**Entries supplied:**
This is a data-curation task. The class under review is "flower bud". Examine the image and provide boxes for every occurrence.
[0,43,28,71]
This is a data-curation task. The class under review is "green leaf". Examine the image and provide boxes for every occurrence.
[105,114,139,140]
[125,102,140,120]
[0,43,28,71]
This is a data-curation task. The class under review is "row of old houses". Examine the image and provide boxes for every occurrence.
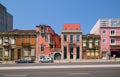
[0,18,120,62]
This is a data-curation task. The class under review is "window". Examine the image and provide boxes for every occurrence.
[0,37,2,44]
[64,35,67,41]
[4,49,8,57]
[95,40,99,46]
[76,35,80,42]
[102,29,106,34]
[31,49,35,56]
[83,40,86,47]
[76,28,79,30]
[111,38,116,45]
[70,35,74,43]
[24,48,28,56]
[45,35,48,42]
[111,29,116,35]
[89,43,92,48]
[11,38,15,44]
[0,49,3,57]
[102,38,106,43]
[70,28,73,30]
[4,38,8,42]
[65,28,67,30]
[41,45,44,52]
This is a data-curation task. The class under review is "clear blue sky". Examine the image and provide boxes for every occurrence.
[0,0,120,34]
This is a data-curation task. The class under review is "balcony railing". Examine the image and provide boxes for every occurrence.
[3,42,9,47]
[22,43,30,46]
[68,40,76,46]
[49,41,55,45]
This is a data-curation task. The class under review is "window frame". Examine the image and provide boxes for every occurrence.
[111,38,116,45]
[76,35,80,42]
[63,35,67,42]
[102,38,107,43]
[110,29,116,35]
[102,29,107,34]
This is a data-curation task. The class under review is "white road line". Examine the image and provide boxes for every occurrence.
[0,64,120,70]
[5,75,27,77]
[68,73,90,75]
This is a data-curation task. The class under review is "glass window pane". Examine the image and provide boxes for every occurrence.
[70,35,73,43]
[64,35,67,41]
[0,49,2,57]
[11,38,15,44]
[5,51,8,57]
[45,35,48,42]
[76,35,80,42]
[0,38,2,44]
[24,48,28,56]
[31,49,35,56]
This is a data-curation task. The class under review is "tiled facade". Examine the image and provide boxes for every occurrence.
[82,34,100,59]
[90,19,120,59]
[0,30,36,61]
[61,24,82,60]
[36,25,61,61]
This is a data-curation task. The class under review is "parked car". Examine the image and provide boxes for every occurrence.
[40,57,53,63]
[15,57,34,63]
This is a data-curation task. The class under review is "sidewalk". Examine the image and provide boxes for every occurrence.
[54,59,120,63]
[0,59,120,64]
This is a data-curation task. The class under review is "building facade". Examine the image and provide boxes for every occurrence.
[61,24,82,60]
[82,34,100,59]
[0,3,13,32]
[0,30,36,61]
[90,19,120,59]
[36,25,61,61]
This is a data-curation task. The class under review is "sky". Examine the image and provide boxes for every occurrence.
[0,0,120,34]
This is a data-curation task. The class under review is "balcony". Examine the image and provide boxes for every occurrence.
[110,35,120,38]
[49,41,55,45]
[22,43,30,47]
[68,41,76,46]
[3,42,9,47]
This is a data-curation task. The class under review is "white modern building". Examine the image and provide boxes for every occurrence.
[90,19,120,59]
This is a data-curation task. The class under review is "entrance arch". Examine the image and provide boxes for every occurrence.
[54,53,61,60]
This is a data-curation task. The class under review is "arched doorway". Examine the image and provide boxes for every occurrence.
[54,53,61,60]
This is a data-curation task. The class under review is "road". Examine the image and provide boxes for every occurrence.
[0,67,120,77]
[0,62,120,77]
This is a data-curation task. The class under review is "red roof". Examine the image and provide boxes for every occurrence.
[63,24,81,30]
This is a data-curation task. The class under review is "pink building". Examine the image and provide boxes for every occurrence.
[36,25,61,61]
[90,19,120,59]
[61,24,82,60]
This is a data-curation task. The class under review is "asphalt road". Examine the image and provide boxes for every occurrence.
[0,67,120,77]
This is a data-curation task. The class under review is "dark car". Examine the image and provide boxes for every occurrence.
[15,57,34,63]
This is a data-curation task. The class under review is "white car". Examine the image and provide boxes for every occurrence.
[40,57,53,63]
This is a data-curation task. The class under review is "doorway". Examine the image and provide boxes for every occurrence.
[11,49,14,60]
[18,49,21,59]
[70,46,73,59]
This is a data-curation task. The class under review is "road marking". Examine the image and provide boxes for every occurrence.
[68,73,90,75]
[0,64,120,70]
[5,75,27,77]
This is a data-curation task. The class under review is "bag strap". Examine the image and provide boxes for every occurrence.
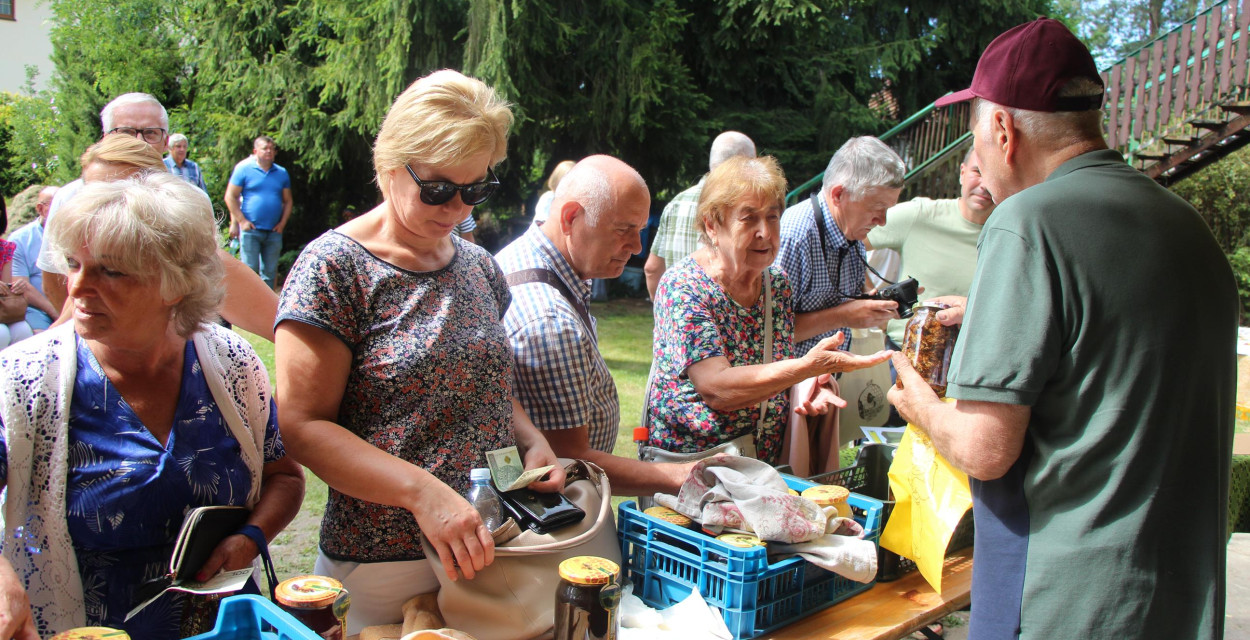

**What you are asked to do:**
The entries above are to be retyped exactly, with each picture left out.

**Final answer:**
This is a data-curation task. The class under review is "flower bud". Examine the image and provide boxes for every occurrence.
[0,43,28,71]
This is a data-curation task. The class under review is "green leaf". Examine the image and provide boxes for every occurrence.
[105,114,139,140]
[125,102,140,120]
[0,43,28,71]
This is a data-curation task. The class under review is "row of old houses". Examine the image and provide boxes for every occurrence.
[0,18,120,62]
This is a data-curation task. The class under review is "window". Examine the image and provide boxes for every occurrence.
[0,37,2,44]
[64,35,67,41]
[4,49,8,57]
[95,40,99,46]
[76,35,80,42]
[102,29,106,34]
[31,49,35,56]
[83,40,86,47]
[76,28,79,30]
[111,38,116,45]
[70,35,74,43]
[24,48,28,56]
[45,35,48,42]
[111,29,116,35]
[89,43,92,48]
[11,38,15,44]
[0,49,3,57]
[102,38,106,43]
[70,28,73,30]
[4,38,8,42]
[65,28,67,30]
[41,45,44,52]
This is a data-curation task. The class under review is "clear blue sky". Examine the image and provide boxes for every occurrence.
[0,0,120,34]
This is a data-curation task. The class under review is "balcony railing". Examine the image and provide boxes for every occurrence.
[3,42,9,47]
[22,43,30,46]
[68,40,76,46]
[49,41,55,45]
This is a data-curation task. The class under review is "window frame". Examine the image and provide boxes for every occurrence.
[111,38,116,45]
[76,35,80,42]
[63,35,67,42]
[102,38,107,43]
[110,29,116,35]
[102,29,107,34]
This is a data-curation task. The class under review is "white road line". Examine the image and provide boxes for every occurrence.
[0,64,120,70]
[5,75,27,77]
[68,73,90,75]
This is a data-curation task. The class under review is "glass window pane". Examine the image and provide boxes for every occurrence.
[70,35,73,43]
[64,35,67,41]
[0,49,2,57]
[11,38,15,44]
[5,51,8,57]
[45,35,48,42]
[76,35,80,42]
[0,38,2,44]
[24,48,28,56]
[31,49,35,56]
This is a data-curation task. The class under review is "tiled facade". Examine the image and provide boxes for every occurrence.
[82,34,100,59]
[90,19,120,59]
[0,30,36,61]
[61,24,82,60]
[36,25,61,61]
This is a data-curation task. The class under review is "parked car". Examine the image and provide boxes for every occurrence.
[40,57,53,63]
[15,57,34,63]
This is a data-curation task. The class under review is "sidewalk". Examine the image and provide boxes for every occurrence.
[54,59,120,63]
[0,59,120,64]
This is a data-curation task. The class under review is "building facade". Examine the image and provide boxes for every occurrence.
[61,24,82,60]
[82,34,100,59]
[0,3,13,32]
[0,30,36,61]
[90,19,120,59]
[36,25,61,61]
This is a data-curation task. The class under review is "sky". Examine the image and provide boxes for every occurrence.
[0,0,120,34]
This is a data-curation task. The class under review is "balcony". Examine the image and provide boxes for every occurrence.
[110,35,120,38]
[49,41,55,45]
[22,43,30,47]
[68,41,76,46]
[3,42,9,47]
This is a data-curation task. The class under review is "white modern building". Examine the image and provide boxes for every occurrence.
[90,19,120,59]
This is a data-curation task. The class under review is "entrance arch". Examine the image and provide boxes for every occurrence.
[54,53,61,60]
This is a data-curation task. The class under review is "arched doorway". Examine the image and provide boxes for every occurrence.
[54,53,61,60]
This is a data-curation task. The class under review is "road". Examine the image and provide boxes for every occurrence.
[0,67,120,77]
[0,62,120,77]
This is a data-curation task. The class under review is "red roof". Examine the image and provide boxes for every occurrence.
[63,24,81,30]
This is a data-curation task. The class under review is "pink building". Examine the image and provide boxes for every occurrence.
[36,25,61,61]
[90,19,120,59]
[61,24,82,60]
This is a data-curation task. The class under review is "asphalt road". Examine the image and provide boxes for every occurrence.
[0,67,120,77]
This is a data-curation task. The class under review is "dark car". Examine the image and provide boxes for every occurrence.
[15,57,34,63]
This is a data-curation task. The class under review is "white car". Examine the image and provide boxes for every occurrence.
[40,57,53,63]
This is a data-curation task. The class under review is "doorway". Examine the image and provide boxes for every occurrence.
[11,49,14,60]
[18,49,21,59]
[70,46,73,59]
This is a data-curation task. The class under review is "road marking". Examine the image and provide boxes for every occurrence.
[68,73,90,75]
[0,64,120,70]
[5,75,27,77]
This is a data-curation task. The class under review is "bag strap". Examine the image and provide boxes for every occurrence.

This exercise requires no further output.